■ **Work to do**:
Retype exactly the lines that run from the line with "of the orange" to the final line of the entries, keeping both ends and nothing else.

Records from a point labeling set
[Begin]

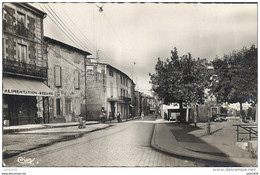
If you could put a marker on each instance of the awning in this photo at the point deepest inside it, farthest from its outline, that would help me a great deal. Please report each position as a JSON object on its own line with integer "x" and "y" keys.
{"x": 15, "y": 86}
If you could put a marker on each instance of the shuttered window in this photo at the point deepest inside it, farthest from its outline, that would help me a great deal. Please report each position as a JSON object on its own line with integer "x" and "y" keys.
{"x": 76, "y": 79}
{"x": 57, "y": 75}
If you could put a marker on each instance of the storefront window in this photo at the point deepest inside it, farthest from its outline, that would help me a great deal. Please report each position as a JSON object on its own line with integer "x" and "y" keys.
{"x": 58, "y": 107}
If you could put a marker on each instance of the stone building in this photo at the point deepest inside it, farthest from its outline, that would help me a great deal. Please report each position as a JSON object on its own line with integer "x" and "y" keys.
{"x": 110, "y": 90}
{"x": 24, "y": 68}
{"x": 67, "y": 78}
{"x": 138, "y": 103}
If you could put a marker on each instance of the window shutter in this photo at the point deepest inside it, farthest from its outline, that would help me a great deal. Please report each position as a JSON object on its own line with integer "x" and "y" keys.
{"x": 57, "y": 74}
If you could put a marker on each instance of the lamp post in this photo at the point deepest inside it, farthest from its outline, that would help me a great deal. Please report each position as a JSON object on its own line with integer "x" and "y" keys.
{"x": 209, "y": 110}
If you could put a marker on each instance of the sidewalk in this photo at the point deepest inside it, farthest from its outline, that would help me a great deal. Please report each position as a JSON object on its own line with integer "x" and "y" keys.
{"x": 184, "y": 140}
{"x": 18, "y": 128}
{"x": 23, "y": 138}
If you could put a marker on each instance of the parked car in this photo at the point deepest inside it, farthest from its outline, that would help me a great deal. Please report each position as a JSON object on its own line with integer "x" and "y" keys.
{"x": 220, "y": 118}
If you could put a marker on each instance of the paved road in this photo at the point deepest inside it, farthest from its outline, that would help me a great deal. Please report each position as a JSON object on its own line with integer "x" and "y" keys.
{"x": 124, "y": 144}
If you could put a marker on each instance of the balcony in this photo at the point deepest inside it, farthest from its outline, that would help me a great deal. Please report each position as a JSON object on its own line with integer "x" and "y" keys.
{"x": 19, "y": 68}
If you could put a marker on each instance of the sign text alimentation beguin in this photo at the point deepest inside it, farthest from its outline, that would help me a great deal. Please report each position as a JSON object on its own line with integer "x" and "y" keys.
{"x": 27, "y": 92}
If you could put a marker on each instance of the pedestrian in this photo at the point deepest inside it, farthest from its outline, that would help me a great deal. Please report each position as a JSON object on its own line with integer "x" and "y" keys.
{"x": 142, "y": 116}
{"x": 118, "y": 115}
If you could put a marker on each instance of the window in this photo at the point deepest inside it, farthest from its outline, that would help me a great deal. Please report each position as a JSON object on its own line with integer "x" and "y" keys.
{"x": 57, "y": 76}
{"x": 21, "y": 27}
{"x": 111, "y": 90}
{"x": 76, "y": 79}
{"x": 21, "y": 18}
{"x": 22, "y": 53}
{"x": 111, "y": 73}
{"x": 57, "y": 51}
{"x": 58, "y": 106}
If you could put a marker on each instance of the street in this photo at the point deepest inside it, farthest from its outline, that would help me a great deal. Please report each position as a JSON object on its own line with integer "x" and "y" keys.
{"x": 124, "y": 144}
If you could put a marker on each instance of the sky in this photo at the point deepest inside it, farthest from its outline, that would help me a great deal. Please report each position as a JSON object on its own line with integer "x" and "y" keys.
{"x": 140, "y": 33}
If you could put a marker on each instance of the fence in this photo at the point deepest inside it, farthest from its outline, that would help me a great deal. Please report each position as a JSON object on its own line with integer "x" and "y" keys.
{"x": 243, "y": 129}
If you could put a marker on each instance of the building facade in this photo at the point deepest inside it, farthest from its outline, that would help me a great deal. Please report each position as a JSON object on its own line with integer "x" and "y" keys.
{"x": 109, "y": 90}
{"x": 67, "y": 78}
{"x": 25, "y": 94}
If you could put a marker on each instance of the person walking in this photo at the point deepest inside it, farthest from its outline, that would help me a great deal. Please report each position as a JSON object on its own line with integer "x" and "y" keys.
{"x": 118, "y": 116}
{"x": 142, "y": 116}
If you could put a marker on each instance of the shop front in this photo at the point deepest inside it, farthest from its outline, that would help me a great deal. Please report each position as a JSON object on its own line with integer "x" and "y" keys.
{"x": 25, "y": 101}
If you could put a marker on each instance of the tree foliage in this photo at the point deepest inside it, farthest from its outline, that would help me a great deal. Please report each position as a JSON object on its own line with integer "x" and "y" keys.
{"x": 180, "y": 79}
{"x": 236, "y": 77}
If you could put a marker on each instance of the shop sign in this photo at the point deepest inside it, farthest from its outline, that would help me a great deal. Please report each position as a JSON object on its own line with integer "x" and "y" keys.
{"x": 27, "y": 92}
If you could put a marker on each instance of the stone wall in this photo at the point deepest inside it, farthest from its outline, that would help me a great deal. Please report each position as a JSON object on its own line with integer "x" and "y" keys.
{"x": 72, "y": 99}
{"x": 30, "y": 35}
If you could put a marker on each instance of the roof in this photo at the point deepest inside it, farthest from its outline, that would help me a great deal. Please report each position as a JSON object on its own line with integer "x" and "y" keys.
{"x": 108, "y": 65}
{"x": 33, "y": 9}
{"x": 53, "y": 41}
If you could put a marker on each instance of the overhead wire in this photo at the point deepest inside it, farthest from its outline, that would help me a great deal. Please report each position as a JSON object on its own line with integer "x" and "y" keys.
{"x": 41, "y": 41}
{"x": 45, "y": 43}
{"x": 58, "y": 24}
{"x": 82, "y": 44}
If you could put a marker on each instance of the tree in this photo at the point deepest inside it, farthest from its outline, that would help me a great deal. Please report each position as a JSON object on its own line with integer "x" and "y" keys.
{"x": 236, "y": 77}
{"x": 180, "y": 80}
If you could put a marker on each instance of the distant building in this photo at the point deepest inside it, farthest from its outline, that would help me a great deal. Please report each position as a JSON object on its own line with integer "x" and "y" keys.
{"x": 67, "y": 78}
{"x": 25, "y": 95}
{"x": 109, "y": 90}
{"x": 138, "y": 103}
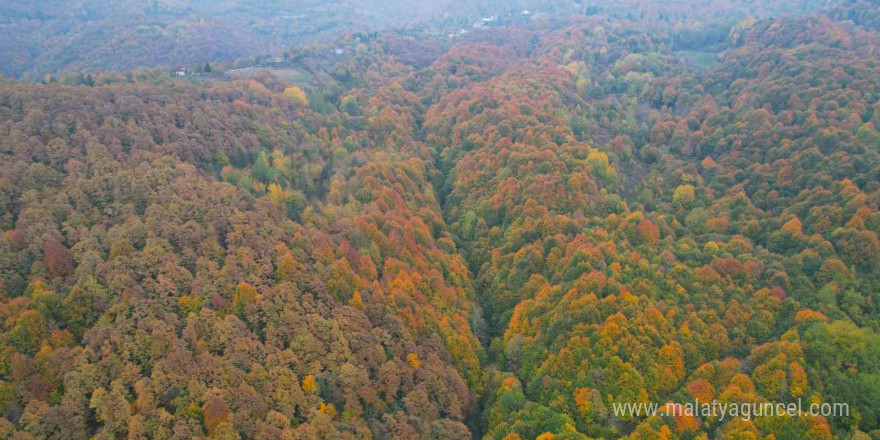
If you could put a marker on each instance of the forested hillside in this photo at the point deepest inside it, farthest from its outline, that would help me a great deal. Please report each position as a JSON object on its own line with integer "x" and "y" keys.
{"x": 498, "y": 236}
{"x": 83, "y": 36}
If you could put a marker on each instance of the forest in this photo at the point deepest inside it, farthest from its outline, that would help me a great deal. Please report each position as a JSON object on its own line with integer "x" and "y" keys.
{"x": 496, "y": 236}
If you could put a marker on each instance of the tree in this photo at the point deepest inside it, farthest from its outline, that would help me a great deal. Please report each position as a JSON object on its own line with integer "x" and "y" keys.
{"x": 57, "y": 259}
{"x": 297, "y": 95}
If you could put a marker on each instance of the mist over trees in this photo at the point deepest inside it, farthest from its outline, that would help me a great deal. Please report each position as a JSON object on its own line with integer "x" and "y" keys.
{"x": 414, "y": 234}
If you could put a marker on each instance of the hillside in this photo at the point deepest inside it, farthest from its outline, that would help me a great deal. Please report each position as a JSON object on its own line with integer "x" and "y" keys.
{"x": 498, "y": 236}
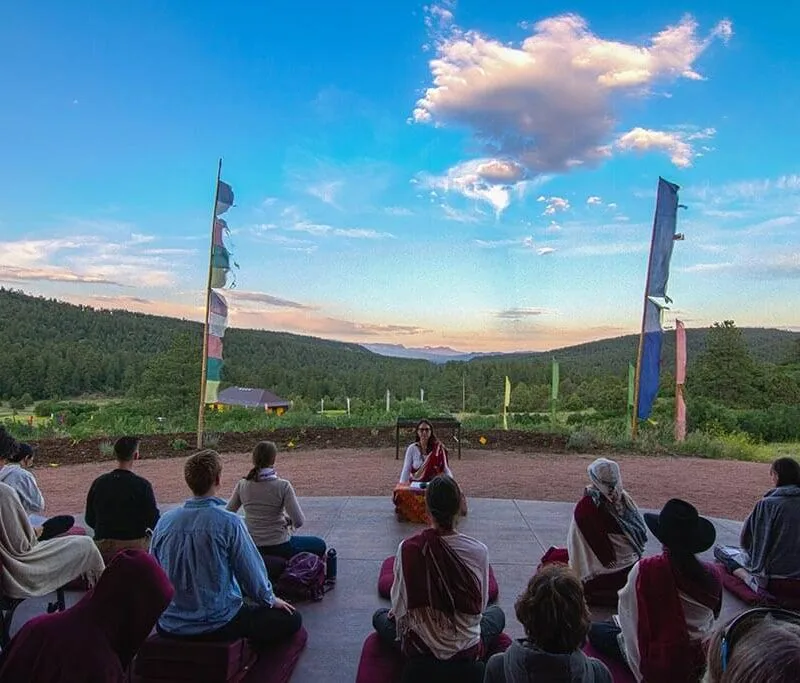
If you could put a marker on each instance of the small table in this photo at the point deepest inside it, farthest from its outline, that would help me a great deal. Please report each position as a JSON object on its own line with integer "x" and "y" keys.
{"x": 410, "y": 502}
{"x": 436, "y": 422}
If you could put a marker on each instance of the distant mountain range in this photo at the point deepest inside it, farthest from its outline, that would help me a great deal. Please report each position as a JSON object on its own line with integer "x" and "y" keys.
{"x": 434, "y": 354}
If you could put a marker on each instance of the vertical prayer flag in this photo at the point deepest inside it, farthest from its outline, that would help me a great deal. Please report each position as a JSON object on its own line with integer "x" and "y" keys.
{"x": 554, "y": 389}
{"x": 224, "y": 198}
{"x": 664, "y": 225}
{"x": 680, "y": 380}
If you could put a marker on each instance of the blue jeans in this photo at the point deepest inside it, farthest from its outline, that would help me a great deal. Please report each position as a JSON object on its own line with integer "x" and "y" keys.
{"x": 296, "y": 544}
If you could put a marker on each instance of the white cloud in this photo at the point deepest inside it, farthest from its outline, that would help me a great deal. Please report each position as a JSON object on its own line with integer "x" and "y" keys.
{"x": 326, "y": 191}
{"x": 322, "y": 229}
{"x": 398, "y": 211}
{"x": 552, "y": 205}
{"x": 677, "y": 145}
{"x": 484, "y": 180}
{"x": 548, "y": 104}
{"x": 89, "y": 259}
{"x": 521, "y": 313}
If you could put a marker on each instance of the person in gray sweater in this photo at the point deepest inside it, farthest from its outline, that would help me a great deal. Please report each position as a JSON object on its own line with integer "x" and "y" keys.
{"x": 556, "y": 619}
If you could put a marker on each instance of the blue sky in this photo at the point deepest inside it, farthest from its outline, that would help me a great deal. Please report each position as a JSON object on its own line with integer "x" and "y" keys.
{"x": 469, "y": 175}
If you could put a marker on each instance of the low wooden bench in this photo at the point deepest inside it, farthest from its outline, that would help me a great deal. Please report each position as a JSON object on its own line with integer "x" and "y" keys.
{"x": 438, "y": 423}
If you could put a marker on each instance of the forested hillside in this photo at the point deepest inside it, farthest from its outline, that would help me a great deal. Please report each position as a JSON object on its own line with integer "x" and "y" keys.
{"x": 57, "y": 350}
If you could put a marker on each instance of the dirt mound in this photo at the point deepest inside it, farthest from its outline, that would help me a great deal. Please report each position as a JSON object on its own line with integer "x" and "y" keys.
{"x": 70, "y": 452}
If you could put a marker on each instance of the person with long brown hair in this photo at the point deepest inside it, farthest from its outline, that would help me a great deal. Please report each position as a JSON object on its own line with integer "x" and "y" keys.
{"x": 426, "y": 457}
{"x": 271, "y": 509}
{"x": 553, "y": 611}
{"x": 440, "y": 589}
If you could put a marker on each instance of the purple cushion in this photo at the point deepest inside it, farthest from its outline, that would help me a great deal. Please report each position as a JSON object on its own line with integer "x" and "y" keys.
{"x": 170, "y": 660}
{"x": 620, "y": 673}
{"x": 386, "y": 578}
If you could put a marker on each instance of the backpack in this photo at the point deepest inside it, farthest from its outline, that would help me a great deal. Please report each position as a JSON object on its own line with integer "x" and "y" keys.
{"x": 303, "y": 578}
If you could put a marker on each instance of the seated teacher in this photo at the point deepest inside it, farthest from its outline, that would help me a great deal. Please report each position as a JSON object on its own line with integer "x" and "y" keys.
{"x": 271, "y": 510}
{"x": 426, "y": 458}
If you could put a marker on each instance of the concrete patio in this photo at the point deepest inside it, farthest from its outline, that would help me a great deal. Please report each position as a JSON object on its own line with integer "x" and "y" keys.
{"x": 364, "y": 532}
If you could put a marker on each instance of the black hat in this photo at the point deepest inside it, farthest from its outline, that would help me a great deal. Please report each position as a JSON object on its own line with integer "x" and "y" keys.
{"x": 680, "y": 527}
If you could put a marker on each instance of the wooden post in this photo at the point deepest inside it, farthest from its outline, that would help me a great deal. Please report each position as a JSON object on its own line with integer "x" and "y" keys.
{"x": 201, "y": 414}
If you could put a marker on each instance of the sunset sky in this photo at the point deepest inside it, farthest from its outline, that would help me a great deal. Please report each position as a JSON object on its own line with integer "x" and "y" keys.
{"x": 475, "y": 175}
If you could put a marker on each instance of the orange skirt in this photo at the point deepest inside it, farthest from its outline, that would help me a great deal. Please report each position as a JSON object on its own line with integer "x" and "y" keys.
{"x": 410, "y": 504}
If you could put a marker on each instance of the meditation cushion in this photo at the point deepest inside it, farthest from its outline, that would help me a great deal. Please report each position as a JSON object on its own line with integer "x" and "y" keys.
{"x": 275, "y": 566}
{"x": 277, "y": 663}
{"x": 620, "y": 673}
{"x": 386, "y": 578}
{"x": 784, "y": 594}
{"x": 380, "y": 663}
{"x": 163, "y": 660}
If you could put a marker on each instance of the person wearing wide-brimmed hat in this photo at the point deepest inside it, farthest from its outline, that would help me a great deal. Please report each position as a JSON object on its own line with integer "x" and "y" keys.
{"x": 669, "y": 603}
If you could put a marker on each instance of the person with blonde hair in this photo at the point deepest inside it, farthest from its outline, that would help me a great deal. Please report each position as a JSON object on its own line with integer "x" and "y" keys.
{"x": 271, "y": 509}
{"x": 213, "y": 564}
{"x": 760, "y": 645}
{"x": 555, "y": 616}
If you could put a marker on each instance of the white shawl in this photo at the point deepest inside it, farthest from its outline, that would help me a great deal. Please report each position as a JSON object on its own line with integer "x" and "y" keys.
{"x": 29, "y": 568}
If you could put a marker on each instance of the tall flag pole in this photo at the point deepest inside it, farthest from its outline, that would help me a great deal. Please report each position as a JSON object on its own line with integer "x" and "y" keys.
{"x": 554, "y": 392}
{"x": 680, "y": 380}
{"x": 506, "y": 403}
{"x": 216, "y": 317}
{"x": 648, "y": 363}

[End]

■ **Solution to this problem**:
If you could put a marker on each instance of the orange skirt in this photo at the point deepest inside it, farthest from its outline, that would help me a great deal. Please report each position as a JSON object on its own line with integer "x" and "y" keys.
{"x": 410, "y": 504}
If you could put a marker on each instance of the meditation cushion in this photo at the point deepest inside it, farthest from its outline, that would help me a great deal. Please report each position as a JSON object on its own line with integer "x" and "y" keys.
{"x": 275, "y": 566}
{"x": 277, "y": 663}
{"x": 620, "y": 673}
{"x": 386, "y": 578}
{"x": 784, "y": 594}
{"x": 380, "y": 663}
{"x": 163, "y": 660}
If you could put a marker on each instance of the person wearing wide-brimmed hat in this photo at the point deepest inside it, farthest from its outline, that would help me a great deal. Please report each position as a JSON object on its own line with integer "x" and "y" keys.
{"x": 669, "y": 603}
If you could put a marker on each instance of the person with blonde hair in this photo at the point deepest inside it, farthest from its outline, that would help me a great deal. Please report each position as a JSON object on its own line with integer "x" and "y" keys.
{"x": 271, "y": 509}
{"x": 213, "y": 564}
{"x": 760, "y": 645}
{"x": 555, "y": 616}
If you could put a marker on each instance of the white shawl in this photo at the point deepest inside it, farthest from its outline, that would help me a great deal. Please report each position as a JSON object on its own line with integer "x" and "y" keys.
{"x": 29, "y": 568}
If you could put a marker on each instance of the tall flag pole in this photo at the point deepest inside it, farthest from its outline, that would help me a great deal. Please report each position as a JSON object on its own line with integer "x" and "y" keys.
{"x": 554, "y": 392}
{"x": 680, "y": 380}
{"x": 506, "y": 403}
{"x": 216, "y": 317}
{"x": 648, "y": 363}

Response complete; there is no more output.